WHAT IS ASKED:
Answer these questions using the Start Counter description:
1. How thick is the scintillator foil?
2. How many SiPMs collect the light produced in the scintillator?
3. How far upstream of the target is the Start Counter placed?

The Start Counter (SC) is made of a thin squared foil (5 cm side, 250 μm thickness) of EJ-228 plastic scintillator. The transverse dimensions have been chosen to cover the beam width available in both treatment and research centres where ion beams of interest for FOOT are delivered, while the thickness was kept to a minimum to reduce the pre-target fragmentation. The scintillator foil is held by means of an aluminum frame enclosed in a black 3D printed box to provide the light tightness needed for the detector operation (see Figure 2 left). In the black box, two squared windows are placed in correspondence of the scintillator field of view and closed with thin (4 μm) aluminized mylar. The light produced in the scintillator is collected laterally by 48 3 × 3 mm² SiPMs, 12 per side, bundled in 8 channels, each reading an array of six SiPMs. The readout and powering of the SiPMs is handled by the WaveDAQ system [28], capable of sampling signals at rates up to five Gsamples/s in a dynamic range of 1V. The acquired waveforms are analyzed offline with a constant fraction discriminator technique to extract the event time t₀. The SC, placed 44 cm upstream of the target, provides the trigger signal to the whole experiment and the measurement of incoming ion flux to be used for the cross section measurement. It provides the reference time for all the other detectors and allows the time of flight (TOF) measurement in combination with the TW. The time resolution of the SC has been measured by means of dedicated test beams and for different ions and energies. Values of ∼ 72 ps are expected when using the ${}^{16}\mathrm{O}$ beam of 400 MeV/u kinetic energy used for the data taking [29, 30].

Region annotation entries:
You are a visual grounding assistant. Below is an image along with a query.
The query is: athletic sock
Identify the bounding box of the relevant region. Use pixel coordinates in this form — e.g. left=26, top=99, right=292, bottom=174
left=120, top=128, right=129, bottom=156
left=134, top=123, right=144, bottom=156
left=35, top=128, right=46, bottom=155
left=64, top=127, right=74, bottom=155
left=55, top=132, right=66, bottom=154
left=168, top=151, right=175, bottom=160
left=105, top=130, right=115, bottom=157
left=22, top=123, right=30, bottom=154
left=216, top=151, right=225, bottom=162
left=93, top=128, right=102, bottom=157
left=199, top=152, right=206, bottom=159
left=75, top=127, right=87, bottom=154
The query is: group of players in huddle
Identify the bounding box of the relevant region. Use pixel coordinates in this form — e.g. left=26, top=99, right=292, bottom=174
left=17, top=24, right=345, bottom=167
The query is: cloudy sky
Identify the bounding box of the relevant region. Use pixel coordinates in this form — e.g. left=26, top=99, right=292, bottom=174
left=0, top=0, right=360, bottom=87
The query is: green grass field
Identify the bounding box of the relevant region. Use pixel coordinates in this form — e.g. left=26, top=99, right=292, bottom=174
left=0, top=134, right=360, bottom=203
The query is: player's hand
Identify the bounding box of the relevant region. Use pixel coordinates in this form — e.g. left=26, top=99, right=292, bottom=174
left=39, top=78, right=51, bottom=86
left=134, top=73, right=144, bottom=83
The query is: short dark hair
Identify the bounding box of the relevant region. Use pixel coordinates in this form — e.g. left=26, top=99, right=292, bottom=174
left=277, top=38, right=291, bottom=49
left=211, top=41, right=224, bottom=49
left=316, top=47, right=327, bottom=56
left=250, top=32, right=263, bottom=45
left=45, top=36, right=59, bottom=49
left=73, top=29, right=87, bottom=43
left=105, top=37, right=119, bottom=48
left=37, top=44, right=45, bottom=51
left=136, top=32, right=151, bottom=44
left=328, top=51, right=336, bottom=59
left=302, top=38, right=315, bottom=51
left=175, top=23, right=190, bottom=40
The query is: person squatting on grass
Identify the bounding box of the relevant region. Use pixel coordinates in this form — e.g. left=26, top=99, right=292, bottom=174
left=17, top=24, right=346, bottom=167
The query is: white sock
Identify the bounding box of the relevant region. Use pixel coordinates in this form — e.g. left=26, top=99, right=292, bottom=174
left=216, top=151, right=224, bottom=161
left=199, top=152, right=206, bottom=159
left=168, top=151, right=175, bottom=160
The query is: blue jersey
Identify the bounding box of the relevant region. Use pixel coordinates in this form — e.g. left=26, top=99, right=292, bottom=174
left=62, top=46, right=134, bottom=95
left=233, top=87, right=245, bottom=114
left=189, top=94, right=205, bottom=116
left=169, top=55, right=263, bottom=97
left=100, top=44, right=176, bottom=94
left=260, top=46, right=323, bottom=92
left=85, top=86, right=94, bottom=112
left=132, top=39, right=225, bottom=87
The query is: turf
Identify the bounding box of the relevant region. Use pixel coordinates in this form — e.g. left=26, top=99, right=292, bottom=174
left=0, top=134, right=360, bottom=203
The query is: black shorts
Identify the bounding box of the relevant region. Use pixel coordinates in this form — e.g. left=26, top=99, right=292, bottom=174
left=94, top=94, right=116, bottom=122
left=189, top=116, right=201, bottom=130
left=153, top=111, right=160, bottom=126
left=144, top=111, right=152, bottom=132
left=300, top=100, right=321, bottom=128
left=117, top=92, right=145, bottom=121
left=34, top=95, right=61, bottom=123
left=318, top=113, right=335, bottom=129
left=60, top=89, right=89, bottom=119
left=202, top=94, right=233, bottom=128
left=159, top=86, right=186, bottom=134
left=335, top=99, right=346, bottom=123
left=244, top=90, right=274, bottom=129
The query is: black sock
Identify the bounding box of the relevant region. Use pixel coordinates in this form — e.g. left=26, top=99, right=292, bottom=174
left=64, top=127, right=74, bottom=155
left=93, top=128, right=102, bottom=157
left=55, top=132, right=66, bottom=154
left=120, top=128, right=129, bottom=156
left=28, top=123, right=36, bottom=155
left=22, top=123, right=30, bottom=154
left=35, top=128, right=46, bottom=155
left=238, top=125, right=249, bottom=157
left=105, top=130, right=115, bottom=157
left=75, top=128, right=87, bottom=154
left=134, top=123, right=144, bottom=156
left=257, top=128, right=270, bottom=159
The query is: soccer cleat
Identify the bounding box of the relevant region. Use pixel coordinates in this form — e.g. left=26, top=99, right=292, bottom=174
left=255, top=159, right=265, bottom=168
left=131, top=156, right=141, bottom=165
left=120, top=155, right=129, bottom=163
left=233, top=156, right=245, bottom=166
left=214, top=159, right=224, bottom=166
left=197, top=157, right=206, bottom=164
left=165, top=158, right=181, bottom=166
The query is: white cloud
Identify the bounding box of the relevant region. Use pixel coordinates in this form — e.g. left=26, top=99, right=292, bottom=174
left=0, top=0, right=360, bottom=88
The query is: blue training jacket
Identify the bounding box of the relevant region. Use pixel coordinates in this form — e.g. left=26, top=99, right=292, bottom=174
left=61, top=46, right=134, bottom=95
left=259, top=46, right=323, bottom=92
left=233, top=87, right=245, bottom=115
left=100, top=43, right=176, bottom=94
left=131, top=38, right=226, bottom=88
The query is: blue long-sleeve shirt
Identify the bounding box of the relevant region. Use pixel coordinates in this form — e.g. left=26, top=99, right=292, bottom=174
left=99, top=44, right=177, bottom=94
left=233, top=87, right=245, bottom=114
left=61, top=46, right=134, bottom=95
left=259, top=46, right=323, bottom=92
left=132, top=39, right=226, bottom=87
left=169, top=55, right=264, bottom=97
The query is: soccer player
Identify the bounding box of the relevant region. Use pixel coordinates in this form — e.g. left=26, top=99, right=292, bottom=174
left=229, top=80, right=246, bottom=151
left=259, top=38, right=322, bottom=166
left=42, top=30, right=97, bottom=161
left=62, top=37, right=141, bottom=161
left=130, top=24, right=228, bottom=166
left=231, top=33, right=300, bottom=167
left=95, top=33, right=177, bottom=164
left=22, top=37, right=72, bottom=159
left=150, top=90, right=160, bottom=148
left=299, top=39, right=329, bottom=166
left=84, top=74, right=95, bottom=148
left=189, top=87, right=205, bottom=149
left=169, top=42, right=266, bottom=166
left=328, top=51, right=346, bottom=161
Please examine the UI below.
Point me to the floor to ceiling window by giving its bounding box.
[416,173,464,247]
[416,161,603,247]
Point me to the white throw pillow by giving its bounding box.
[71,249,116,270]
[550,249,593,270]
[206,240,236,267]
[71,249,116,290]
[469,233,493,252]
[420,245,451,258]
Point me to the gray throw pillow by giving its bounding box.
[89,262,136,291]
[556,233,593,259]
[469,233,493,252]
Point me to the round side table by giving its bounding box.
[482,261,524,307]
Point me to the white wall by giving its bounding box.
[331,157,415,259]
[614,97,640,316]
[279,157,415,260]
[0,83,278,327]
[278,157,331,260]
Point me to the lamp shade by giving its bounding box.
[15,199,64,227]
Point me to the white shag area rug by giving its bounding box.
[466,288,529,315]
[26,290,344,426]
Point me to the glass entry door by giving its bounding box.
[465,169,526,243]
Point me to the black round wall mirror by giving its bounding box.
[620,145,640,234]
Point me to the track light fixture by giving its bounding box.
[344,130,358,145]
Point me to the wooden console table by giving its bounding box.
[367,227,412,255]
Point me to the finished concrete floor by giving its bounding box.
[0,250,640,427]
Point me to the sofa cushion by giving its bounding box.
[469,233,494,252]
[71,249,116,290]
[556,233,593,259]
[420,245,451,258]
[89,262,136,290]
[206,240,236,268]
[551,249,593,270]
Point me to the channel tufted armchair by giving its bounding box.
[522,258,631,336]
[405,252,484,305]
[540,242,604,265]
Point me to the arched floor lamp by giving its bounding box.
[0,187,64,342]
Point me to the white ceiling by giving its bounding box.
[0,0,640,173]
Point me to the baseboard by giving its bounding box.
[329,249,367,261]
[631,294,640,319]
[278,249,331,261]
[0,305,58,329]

COMPLETE RESPONSE:
1. 250 μm
2. 48
3. 44 cm